__Elenco dei compiti__:
A: Nel testo sul nuovo farmaco contro l'Alzheimer, con quale nome sarà commercializzato il lecanemab?
B: Scrivi il seguito del testo sul nuovo farmaco contro l'Alzheimer, partendo dopo la sua ultima frase.

__Testo della pagina__:
================

La Food and Drug Administration (Fda), l’agenzia che autorizza l’uso dei farmaci negli Stati Uniti, ha approvato con una procedura accelerata un nuovo farmaco contro la malattia di Alzheimer, che colpisce circa 55 milioni di persone nel mondo e un milione in Italia. Il principio attivo si chiama lecanemab ma sarà commercializzato con il nome di Leqembi. Si tratta di un anticorpo monoclonale che, in uno studio su 1800 volontari, ha dimostrato di rallentare il declino cognitivo dei malati. Il farmaco è stato messo a punto da due aziende farmaceutiche, la statunitense Biogen e la giapponese Eisai e costerà circa 26 mila dollari l’anno. Il farmaco viene assunto attraverso infusioni da ripetere ogni due settimane e punta a eliminare gli accumuli di proteina amiloide nel cervello, ritenuti all’origine della malattia.

La Alzheimer’s Association, la principale associazione di malati di Alzheimer, si è detta «entusiasta» per la notizia, una «pietra miliare per i destinatari della terapia».

Si tratta del secondo farmaco autorizzato contro le cause dell’Alzheimer, per il quale esistono solo farmaci sintomatici. Tutti sperano che abbia un impatto superiore a quello avuto dal primo, l’Aduhelm approvato nel 2021 della stessa Biogen. In quel caso, infatti, i dubbi della comunità scientifica sui dati presentati dall’azienda furono tali che il programma sanitario governativo Medicare, che negli Usa copre le spese mediche degli over 65, negò la copertura assicurativa per il farmaco. Non avendo ricevuto un’autorizzazione neppure in Europa, l’Aduhelm è rimasto finora inutilizzato.

I pazienti ora temono che il programma Medicare neghi la copertura anche per il lecanemab, garantita solo ai malati coinvolti nelle sperimentazioni finché i farmaci non otterranno l’autorizzazione piena e non «accelerata». Perciò, anche il lecanemab potrebbe rimanere sugli scaffali a causa di questa scelta definita «senza precedenti e sbagliata» da Joanne Pike, presidente dell’Alzheimer’s Association. «Senza accesso e copertura di questo e altri farmaci, le persone perdono giorni, settimane, mesi oltre a ricordi, capacità e indipendenza» ha detto Pike, che ora chiede rivedere la decisione di Medicare.

================

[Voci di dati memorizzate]
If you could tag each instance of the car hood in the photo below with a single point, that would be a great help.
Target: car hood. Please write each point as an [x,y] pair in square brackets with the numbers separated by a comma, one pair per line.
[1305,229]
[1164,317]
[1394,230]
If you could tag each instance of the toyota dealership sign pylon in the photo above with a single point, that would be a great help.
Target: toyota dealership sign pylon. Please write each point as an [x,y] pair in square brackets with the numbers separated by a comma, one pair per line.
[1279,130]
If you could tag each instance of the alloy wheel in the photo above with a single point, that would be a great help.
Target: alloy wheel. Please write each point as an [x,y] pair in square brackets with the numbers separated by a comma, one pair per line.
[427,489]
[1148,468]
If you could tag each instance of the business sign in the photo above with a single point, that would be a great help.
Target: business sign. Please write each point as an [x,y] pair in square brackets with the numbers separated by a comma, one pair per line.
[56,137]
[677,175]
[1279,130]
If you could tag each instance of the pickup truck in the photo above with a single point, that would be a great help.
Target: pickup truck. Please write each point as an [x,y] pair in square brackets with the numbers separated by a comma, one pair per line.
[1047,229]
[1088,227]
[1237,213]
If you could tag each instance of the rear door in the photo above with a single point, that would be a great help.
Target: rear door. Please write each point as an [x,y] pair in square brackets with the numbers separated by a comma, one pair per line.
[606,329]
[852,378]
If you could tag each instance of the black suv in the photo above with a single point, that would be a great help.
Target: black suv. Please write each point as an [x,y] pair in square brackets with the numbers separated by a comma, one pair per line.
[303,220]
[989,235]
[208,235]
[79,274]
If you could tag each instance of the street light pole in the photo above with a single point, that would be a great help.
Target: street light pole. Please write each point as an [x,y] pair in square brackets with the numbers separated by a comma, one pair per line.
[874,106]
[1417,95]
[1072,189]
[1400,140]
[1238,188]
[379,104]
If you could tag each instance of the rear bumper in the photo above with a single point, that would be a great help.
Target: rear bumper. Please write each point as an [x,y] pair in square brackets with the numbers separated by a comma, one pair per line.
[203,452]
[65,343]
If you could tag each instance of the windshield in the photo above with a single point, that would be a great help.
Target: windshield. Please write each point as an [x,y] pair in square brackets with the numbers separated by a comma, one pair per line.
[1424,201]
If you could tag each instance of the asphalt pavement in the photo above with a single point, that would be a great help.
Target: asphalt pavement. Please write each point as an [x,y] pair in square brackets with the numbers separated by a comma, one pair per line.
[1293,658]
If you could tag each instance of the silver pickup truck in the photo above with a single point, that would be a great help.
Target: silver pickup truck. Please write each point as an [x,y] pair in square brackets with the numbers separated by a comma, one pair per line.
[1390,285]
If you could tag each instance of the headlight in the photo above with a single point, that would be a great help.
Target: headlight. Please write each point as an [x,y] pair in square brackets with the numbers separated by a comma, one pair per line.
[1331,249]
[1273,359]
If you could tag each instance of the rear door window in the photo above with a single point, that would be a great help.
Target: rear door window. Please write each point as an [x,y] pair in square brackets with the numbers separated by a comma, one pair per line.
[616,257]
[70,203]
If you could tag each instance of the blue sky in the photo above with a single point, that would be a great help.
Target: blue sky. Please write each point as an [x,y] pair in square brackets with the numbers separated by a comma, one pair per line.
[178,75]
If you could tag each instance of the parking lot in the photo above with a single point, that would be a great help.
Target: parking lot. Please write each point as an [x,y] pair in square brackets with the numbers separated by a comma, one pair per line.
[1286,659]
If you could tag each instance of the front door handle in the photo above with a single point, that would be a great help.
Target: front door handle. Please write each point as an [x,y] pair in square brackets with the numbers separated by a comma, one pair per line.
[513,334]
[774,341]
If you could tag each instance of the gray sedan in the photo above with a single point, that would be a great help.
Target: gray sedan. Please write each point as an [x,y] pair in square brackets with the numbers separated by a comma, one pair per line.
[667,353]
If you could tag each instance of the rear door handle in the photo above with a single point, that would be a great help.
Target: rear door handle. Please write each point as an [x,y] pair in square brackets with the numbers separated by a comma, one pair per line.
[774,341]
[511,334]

================

__Problemi risolti__:
A: Con il nome di Leqembi.

B:
Anche nei confronti del lecanemab, però, gli esperti hanno qualche dubbio. L’efficacia è dimostrata dal rallentamento del declino cognitivo misurato su una scala compresa tra 0 e 18 punti. Dopo un anno e mezzo di terapia, il declino cognitivo dei volontari che non hanno assunto il farmaco è stato pari a 1,66 punti in media, mentre quelli a cui è stato somministrato il lecanemab è stato pari a 1,21 punti: una differenza così poco significativa da essere difficilmente percepita dai pazienti.

Questo suggerisce che occorra monitorare l’effetto del farmaco su periodi ben più lunghi per avere una valutazione affidabile della sua efficacia.

A fronte di questi risultati clinici piuttosto modesti, il farmaco pone dei quesiti rilevanti dal punto di vista della sicurezza.

L’uso del lecanemab aumenta il rischio di emorragie cerebrali di modesta entità e spesso asintomatiche, ma che in rari casi possono avere conseguenze gravi. Tra i volontari si sono verificati tre decessi per emorragia cerebrale che potrebbero essere associati all’uso del farmaco (e divulgati con ritardo sospetto).

Sulla reputazione della Biogen pesa soprattutto il precedente dell’approvazione dell’Aduhelm. Quella decisione controversa causò le dimissioni polemiche di tre esperti della Fda e ha condotto a un’inchiesta parlamentare negli Usa. Le conclusioni, pubblicate il 30 dicembre, dimostrano che la valutazione fu «decisamente atipica» e influenzata dalle strette relazioni tra i vertici dell’azienda e gli esperti della Fda. Ora la palla passa all’Agenzia Europea del Farmaco (Ema). La Eisai ha comunicato che all’Ema la richiesta di autorizzazione verrà presentata entro il mese di marzo 2023.